**TASK INSTRUCTIONS**
Extract from the entries below, exactly as given, only the lines from the line containing "Q: Point to the bird's leg" to the line containing "Q: Point to the cut", both lines included.

**LISTED RECORDS**
◇ ◇ ◇ ◇

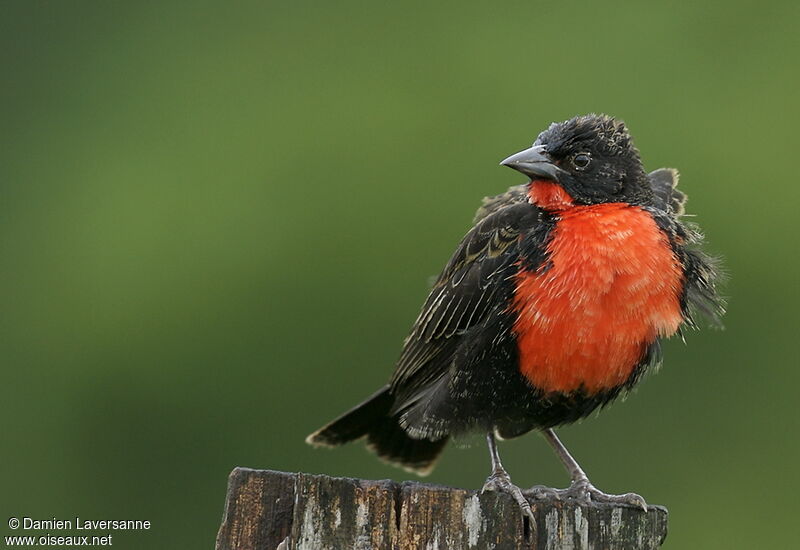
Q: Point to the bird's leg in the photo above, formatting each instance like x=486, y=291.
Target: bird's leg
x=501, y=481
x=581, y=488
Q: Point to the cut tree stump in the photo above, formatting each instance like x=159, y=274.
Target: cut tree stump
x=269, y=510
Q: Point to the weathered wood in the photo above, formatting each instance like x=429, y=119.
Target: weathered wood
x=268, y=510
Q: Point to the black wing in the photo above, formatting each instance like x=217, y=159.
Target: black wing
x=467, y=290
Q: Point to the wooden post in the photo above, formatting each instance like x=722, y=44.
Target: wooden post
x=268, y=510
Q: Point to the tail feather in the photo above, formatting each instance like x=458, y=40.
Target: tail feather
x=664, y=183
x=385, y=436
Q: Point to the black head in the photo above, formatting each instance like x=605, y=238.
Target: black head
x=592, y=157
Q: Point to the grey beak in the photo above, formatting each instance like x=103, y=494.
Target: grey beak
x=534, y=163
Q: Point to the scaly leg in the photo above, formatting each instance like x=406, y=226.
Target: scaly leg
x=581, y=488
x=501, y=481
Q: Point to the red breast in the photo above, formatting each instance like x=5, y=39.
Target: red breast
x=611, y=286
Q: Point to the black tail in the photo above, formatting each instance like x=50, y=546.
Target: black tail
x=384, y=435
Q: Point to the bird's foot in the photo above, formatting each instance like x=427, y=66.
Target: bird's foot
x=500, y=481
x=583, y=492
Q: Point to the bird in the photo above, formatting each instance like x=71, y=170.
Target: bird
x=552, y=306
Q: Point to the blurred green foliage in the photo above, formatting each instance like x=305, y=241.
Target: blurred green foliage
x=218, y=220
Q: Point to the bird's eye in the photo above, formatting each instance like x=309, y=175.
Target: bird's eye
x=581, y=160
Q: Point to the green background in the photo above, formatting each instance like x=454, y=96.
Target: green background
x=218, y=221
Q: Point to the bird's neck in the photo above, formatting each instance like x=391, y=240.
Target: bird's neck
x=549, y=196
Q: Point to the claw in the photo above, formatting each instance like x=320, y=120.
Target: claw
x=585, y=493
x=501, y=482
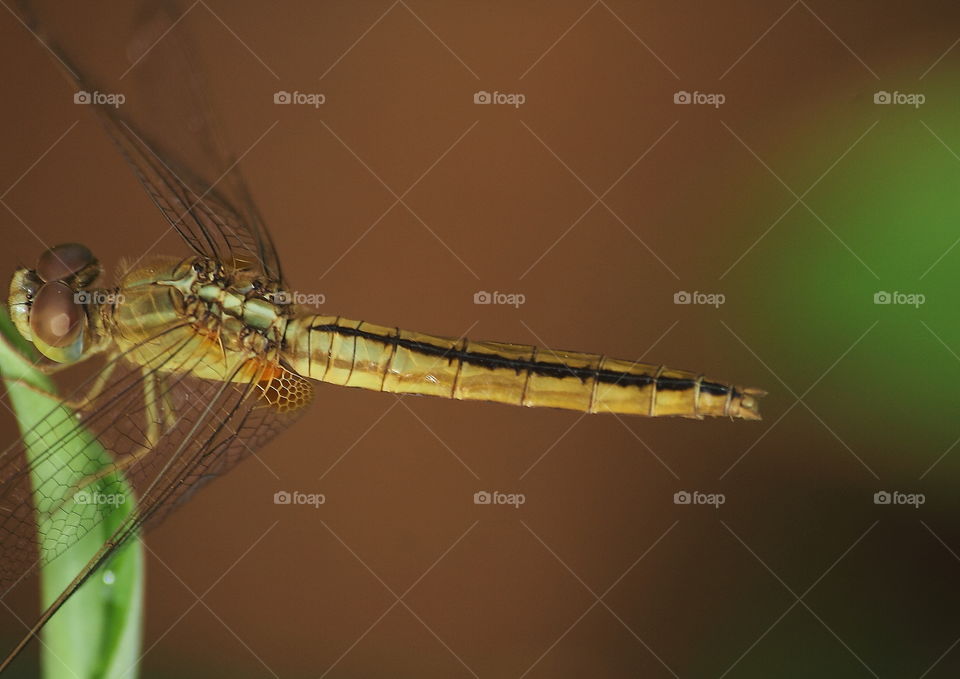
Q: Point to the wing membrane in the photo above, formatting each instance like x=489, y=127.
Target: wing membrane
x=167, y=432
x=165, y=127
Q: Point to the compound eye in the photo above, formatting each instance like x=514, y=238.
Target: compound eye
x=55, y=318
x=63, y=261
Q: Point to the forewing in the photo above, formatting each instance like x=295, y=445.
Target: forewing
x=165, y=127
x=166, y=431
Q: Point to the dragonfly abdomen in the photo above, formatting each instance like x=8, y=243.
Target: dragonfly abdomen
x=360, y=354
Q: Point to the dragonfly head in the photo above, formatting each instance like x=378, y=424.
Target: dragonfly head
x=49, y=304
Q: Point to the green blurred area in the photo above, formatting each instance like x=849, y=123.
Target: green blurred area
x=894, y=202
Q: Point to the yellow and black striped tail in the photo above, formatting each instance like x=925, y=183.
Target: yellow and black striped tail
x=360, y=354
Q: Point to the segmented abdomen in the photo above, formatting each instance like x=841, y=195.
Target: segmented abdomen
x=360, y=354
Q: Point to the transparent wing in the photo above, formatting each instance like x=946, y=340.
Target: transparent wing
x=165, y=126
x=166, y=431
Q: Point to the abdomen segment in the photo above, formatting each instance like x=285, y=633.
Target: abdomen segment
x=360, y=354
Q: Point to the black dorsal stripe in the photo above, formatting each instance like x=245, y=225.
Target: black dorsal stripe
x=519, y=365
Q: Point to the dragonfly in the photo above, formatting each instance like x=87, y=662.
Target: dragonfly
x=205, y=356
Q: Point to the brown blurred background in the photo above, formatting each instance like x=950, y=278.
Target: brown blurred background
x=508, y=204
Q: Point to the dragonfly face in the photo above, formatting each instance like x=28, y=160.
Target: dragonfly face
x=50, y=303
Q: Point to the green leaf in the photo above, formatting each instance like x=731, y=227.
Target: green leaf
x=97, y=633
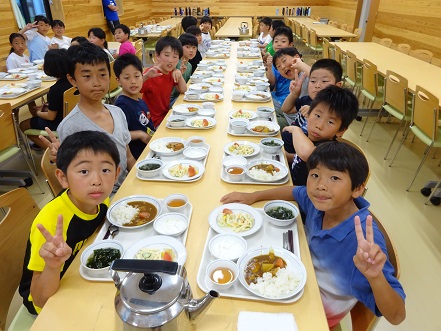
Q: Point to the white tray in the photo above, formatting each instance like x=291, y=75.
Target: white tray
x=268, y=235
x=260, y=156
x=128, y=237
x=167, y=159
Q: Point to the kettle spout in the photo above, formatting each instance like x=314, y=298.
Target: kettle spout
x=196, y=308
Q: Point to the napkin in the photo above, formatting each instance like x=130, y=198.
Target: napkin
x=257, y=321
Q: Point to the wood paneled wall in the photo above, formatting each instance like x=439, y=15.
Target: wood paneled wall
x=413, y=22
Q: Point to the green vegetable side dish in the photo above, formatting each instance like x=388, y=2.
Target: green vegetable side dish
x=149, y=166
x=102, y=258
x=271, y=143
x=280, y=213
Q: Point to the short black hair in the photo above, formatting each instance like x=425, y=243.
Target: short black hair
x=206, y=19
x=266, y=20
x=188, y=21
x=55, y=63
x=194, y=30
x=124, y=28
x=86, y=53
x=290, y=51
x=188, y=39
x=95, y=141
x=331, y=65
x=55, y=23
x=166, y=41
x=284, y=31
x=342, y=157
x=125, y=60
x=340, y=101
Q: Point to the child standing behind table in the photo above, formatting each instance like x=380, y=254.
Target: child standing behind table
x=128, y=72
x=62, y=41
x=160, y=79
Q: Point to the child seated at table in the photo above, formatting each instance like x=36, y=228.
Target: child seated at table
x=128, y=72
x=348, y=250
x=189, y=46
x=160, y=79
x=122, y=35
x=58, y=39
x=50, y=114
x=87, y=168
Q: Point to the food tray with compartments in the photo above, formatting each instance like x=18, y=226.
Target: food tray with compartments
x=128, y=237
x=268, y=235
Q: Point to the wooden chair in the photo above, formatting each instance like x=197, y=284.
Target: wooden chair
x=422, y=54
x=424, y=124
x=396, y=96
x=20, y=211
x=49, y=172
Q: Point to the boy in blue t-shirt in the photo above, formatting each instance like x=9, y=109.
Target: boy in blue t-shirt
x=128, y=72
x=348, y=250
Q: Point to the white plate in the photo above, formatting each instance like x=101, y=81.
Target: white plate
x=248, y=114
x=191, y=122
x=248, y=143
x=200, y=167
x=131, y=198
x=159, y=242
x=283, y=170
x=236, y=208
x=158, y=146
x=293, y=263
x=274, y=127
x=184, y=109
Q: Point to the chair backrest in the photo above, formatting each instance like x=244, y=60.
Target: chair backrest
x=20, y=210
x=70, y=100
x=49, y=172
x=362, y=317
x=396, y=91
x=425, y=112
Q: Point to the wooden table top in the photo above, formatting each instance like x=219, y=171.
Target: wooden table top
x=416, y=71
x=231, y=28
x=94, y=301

◇ ◇ ◇ ◇

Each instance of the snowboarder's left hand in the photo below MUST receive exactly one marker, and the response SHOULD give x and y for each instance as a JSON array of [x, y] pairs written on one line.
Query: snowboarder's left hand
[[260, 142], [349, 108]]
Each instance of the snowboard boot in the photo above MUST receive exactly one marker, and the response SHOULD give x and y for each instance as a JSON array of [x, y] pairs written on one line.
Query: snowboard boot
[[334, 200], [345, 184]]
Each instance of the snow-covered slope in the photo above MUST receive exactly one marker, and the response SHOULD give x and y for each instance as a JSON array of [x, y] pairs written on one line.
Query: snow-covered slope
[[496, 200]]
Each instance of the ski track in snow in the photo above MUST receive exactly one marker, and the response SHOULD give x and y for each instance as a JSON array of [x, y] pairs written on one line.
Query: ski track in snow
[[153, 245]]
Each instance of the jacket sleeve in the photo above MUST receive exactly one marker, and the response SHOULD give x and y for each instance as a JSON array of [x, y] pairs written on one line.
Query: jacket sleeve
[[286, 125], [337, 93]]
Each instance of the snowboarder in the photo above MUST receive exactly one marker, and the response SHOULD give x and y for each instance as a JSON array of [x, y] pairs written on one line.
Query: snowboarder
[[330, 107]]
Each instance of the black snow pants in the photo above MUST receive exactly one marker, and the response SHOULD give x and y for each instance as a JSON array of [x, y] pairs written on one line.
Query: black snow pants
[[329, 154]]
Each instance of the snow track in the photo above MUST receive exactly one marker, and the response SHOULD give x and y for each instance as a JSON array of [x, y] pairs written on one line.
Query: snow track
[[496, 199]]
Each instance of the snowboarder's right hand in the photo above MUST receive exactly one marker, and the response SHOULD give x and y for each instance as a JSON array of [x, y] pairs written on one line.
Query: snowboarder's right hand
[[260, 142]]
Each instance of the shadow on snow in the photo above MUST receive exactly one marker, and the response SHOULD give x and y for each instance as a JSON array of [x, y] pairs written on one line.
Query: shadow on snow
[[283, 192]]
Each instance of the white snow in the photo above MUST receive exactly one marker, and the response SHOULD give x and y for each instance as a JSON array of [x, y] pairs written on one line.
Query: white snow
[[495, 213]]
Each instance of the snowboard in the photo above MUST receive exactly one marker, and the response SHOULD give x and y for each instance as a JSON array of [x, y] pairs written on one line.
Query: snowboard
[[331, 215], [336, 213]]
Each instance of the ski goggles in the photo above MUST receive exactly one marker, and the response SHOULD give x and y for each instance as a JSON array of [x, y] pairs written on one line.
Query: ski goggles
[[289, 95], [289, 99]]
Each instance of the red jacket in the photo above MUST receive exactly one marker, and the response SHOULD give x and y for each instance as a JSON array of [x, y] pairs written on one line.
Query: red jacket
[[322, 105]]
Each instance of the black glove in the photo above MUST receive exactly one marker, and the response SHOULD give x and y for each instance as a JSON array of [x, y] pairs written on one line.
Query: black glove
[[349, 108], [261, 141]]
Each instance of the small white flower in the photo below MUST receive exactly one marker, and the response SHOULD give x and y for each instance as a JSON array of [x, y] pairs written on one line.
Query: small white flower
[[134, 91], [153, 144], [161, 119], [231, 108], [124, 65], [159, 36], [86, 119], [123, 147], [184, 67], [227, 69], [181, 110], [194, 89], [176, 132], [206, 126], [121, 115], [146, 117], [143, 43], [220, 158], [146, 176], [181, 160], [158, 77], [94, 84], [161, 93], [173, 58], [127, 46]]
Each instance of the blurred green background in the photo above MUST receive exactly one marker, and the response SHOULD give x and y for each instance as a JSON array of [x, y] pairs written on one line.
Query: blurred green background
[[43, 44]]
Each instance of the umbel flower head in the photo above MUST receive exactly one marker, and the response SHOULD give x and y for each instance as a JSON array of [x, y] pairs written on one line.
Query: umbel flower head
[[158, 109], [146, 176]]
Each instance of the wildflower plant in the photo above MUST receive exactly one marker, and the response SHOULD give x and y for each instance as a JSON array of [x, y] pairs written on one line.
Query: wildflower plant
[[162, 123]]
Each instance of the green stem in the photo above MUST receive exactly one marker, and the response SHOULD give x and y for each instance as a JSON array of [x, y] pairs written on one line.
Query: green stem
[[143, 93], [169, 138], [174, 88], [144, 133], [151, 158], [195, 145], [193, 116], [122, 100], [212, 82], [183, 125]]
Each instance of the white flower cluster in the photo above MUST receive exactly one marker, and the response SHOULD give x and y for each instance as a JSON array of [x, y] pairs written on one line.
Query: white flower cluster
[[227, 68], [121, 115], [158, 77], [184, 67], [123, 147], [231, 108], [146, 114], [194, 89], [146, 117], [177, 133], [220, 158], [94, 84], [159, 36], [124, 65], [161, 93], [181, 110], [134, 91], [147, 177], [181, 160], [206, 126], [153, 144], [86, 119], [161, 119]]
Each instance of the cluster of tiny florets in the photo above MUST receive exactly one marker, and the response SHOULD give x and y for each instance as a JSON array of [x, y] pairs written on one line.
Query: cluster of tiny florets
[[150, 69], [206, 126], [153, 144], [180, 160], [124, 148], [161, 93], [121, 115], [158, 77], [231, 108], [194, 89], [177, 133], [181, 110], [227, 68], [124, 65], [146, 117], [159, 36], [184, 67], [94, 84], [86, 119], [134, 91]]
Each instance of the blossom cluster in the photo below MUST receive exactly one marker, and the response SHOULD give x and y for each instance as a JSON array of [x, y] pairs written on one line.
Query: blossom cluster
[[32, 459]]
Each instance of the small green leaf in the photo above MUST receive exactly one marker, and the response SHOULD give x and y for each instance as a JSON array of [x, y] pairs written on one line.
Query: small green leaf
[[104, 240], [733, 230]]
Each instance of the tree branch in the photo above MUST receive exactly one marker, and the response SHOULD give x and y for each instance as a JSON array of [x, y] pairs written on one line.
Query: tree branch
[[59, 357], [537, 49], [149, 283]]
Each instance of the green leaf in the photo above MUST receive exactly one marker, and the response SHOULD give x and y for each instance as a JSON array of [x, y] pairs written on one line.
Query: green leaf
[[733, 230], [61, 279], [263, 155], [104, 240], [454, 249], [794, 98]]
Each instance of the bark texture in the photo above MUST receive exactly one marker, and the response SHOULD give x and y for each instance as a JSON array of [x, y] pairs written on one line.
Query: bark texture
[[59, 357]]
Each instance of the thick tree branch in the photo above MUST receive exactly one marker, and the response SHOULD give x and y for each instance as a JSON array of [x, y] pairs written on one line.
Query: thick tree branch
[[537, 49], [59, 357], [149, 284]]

◇ ◇ ◇ ◇

**ANSWER FOR THE TASK**
Q: Point to the bird's leg in the photo above, formatting each instance like x=486, y=291.
Target: bird's leg
x=501, y=481
x=581, y=488
Q: Point to the cut tree stump in the photo above, formatting each instance like x=159, y=274.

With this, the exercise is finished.